SOURCE =
★ ★ ★ ★
2010 LearningAuthorTopicModelsfromTe

From GM-RKB
Jump to navigation Jump to search

Subject Headings:

Notes

Cited By

Quotes

Author Keywords

Topic models, Gibbs sampling, unsupervised learning, author models, perplexity.

Abstract

We propose an unsupervised learning technique for extracting information about authors and topics from large text collections. We model documents as if they were generated by a [[two-stage stochastic process. An author is represented by a probability distribution over topics, and each topic is represented as a probability distribution over words. The probability distribution over topics in a multi-author paper is a mixture of the distributions associated with the authors. The topic-word and author-topic distributions are learned from data in an unsupervised manner using a Markov chain Monte Carlo algorithm. We apply the methodology to three large text corpora: 150,000 abstracts from the CiteSeer digital library, 1740 papers from the Neural Information Processing Systems (NIPS) Conferences, and 121,000 emails from the Enron corporation. We discuss in detail the interpretation of the results discovered by the system including specific topic and author models, ranking of authors by topic and topics by author, parsing of abstracts by topics and authors, and detection of unusual papers by specific authors. Experiments based on perplexity scores for test documents and precision-recall for document retrieval are used to illustrate systematic differences between the proposed author-topic model and a number of alternatives. Extensions to the model, allowing for example, generalizations of the notion of an author, are also briefly discussed.
★ ★ ★ ★
EXCERPTED RECORDS =
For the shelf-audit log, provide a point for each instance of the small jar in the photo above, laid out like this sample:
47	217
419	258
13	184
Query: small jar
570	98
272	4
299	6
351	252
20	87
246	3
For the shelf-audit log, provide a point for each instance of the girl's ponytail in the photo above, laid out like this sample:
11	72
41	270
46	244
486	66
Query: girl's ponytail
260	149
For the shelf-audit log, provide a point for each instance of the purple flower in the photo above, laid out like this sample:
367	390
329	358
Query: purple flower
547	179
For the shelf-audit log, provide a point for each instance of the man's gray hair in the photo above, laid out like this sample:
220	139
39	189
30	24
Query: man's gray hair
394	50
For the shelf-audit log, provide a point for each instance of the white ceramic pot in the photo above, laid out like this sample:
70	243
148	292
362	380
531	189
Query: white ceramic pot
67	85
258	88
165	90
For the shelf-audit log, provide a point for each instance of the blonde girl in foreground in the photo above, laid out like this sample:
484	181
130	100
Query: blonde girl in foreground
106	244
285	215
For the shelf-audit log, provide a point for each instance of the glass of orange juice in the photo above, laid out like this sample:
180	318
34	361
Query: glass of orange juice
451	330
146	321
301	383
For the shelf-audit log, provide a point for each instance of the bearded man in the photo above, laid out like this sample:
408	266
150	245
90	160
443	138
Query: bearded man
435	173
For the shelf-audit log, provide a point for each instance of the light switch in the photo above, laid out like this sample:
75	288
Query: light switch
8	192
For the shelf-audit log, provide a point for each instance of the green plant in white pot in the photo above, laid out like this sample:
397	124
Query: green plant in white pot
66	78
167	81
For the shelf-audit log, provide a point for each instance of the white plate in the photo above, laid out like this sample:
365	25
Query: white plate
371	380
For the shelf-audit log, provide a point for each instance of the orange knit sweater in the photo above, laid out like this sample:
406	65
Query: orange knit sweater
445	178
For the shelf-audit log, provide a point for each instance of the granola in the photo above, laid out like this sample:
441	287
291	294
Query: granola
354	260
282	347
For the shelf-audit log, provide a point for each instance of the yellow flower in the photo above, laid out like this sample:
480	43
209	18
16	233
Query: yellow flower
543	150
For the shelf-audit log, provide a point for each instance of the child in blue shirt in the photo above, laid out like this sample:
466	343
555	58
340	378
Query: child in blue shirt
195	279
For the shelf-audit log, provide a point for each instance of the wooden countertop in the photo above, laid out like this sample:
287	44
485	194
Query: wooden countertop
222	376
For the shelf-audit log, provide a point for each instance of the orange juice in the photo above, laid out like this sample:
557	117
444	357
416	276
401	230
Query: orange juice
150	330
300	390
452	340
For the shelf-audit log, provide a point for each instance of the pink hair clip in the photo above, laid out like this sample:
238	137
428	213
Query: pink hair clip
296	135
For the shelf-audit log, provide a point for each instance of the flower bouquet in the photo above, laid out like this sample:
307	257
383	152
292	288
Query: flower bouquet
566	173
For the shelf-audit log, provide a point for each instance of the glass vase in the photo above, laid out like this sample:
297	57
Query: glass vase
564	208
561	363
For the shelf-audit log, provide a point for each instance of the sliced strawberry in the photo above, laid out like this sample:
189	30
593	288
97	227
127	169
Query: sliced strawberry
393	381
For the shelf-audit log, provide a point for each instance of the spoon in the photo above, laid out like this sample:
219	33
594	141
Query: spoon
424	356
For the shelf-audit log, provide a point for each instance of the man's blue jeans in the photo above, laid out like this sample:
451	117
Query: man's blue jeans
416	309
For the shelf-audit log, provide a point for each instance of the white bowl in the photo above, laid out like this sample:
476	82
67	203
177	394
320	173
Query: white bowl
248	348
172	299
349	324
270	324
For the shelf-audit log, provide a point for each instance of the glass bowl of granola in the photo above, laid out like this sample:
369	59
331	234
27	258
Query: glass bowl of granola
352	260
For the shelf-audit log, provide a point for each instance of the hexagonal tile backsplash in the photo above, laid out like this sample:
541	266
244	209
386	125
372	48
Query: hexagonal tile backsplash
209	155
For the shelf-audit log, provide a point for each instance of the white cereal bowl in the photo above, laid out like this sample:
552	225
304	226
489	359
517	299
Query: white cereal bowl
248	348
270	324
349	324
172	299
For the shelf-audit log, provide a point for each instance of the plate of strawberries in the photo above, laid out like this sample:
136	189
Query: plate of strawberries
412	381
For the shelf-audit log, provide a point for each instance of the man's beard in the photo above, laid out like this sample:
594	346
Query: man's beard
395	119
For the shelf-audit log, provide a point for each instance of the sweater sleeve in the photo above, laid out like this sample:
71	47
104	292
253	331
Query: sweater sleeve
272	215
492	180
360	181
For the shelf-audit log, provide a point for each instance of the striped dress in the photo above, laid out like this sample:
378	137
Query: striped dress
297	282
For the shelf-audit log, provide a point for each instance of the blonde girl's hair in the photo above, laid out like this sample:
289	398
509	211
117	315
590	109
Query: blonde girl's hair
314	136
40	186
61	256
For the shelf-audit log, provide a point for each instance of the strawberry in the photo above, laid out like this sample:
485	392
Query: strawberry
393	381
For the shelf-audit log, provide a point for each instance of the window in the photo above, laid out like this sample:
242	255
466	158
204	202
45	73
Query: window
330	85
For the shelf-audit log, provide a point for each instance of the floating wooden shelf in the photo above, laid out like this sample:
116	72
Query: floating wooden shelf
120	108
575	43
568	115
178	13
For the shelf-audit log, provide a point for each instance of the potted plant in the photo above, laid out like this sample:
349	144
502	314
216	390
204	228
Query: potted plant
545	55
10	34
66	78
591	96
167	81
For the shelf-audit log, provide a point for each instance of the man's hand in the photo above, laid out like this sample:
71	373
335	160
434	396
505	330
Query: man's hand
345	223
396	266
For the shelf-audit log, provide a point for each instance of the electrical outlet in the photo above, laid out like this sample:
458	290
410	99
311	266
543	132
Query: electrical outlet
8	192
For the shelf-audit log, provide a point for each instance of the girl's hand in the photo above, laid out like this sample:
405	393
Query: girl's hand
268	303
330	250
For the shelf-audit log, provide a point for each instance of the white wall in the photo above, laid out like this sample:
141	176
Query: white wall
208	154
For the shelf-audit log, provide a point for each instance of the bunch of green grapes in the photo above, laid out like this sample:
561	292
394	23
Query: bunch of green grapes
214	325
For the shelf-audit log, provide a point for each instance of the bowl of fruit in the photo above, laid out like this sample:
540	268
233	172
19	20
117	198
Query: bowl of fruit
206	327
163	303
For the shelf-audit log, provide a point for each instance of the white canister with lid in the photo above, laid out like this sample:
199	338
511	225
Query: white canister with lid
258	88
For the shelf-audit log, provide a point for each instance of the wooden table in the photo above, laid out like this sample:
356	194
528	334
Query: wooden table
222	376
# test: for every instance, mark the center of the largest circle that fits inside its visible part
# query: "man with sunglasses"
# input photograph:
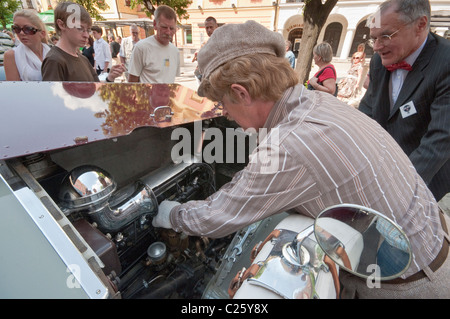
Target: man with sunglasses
(409, 90)
(65, 62)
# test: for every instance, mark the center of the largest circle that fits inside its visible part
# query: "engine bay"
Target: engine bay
(101, 163)
(114, 214)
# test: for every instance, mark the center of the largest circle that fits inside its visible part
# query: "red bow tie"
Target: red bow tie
(401, 65)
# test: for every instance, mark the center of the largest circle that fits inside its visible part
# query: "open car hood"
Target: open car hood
(43, 116)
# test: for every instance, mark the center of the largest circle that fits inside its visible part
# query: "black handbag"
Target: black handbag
(309, 87)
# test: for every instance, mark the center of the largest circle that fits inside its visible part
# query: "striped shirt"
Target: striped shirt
(327, 154)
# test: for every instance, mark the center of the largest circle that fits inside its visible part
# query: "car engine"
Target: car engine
(104, 188)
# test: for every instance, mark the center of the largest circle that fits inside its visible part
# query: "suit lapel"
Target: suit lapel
(415, 77)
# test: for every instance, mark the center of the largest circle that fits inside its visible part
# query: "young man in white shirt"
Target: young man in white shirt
(102, 51)
(155, 59)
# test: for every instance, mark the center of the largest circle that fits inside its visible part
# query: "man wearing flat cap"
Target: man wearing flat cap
(318, 152)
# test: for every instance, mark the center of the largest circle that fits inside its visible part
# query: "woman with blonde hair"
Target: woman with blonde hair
(23, 63)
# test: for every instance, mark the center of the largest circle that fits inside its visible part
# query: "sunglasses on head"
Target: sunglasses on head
(26, 29)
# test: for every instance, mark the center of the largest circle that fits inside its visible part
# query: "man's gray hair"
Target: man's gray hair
(409, 10)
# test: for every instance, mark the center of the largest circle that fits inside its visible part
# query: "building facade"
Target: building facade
(344, 30)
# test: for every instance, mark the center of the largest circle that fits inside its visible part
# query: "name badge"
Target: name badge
(408, 109)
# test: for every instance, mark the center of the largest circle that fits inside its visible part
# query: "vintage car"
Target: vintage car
(83, 169)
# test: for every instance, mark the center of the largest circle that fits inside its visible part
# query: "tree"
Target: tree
(93, 7)
(315, 14)
(7, 9)
(179, 6)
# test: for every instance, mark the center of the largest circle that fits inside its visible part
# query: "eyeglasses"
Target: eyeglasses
(82, 30)
(384, 39)
(28, 30)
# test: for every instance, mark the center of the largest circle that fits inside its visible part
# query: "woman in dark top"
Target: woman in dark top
(88, 50)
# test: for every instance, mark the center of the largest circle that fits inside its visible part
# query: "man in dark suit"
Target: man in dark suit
(412, 102)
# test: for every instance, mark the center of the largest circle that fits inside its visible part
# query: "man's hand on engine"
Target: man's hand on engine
(162, 219)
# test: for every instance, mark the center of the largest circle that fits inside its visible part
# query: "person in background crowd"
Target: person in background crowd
(115, 49)
(317, 152)
(88, 51)
(23, 63)
(349, 85)
(54, 39)
(325, 79)
(409, 88)
(210, 26)
(6, 43)
(127, 46)
(102, 51)
(65, 62)
(289, 54)
(155, 59)
(15, 39)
★ ★ ★ ★
YOUR GOAL = Reproduce the stretch of the author-topic models page from "From GM-RKB" through "author models, perplexity.", changing "Gibbs sampling" to "variational inference".

RESULT BELOW =
From GM-RKB
Jump to navigation Jump to search

Subject Headings:

Notes

Cited By

Quotes

Author Keywords

Topic models, variational inference, unsupervised learning, author models, perplexity.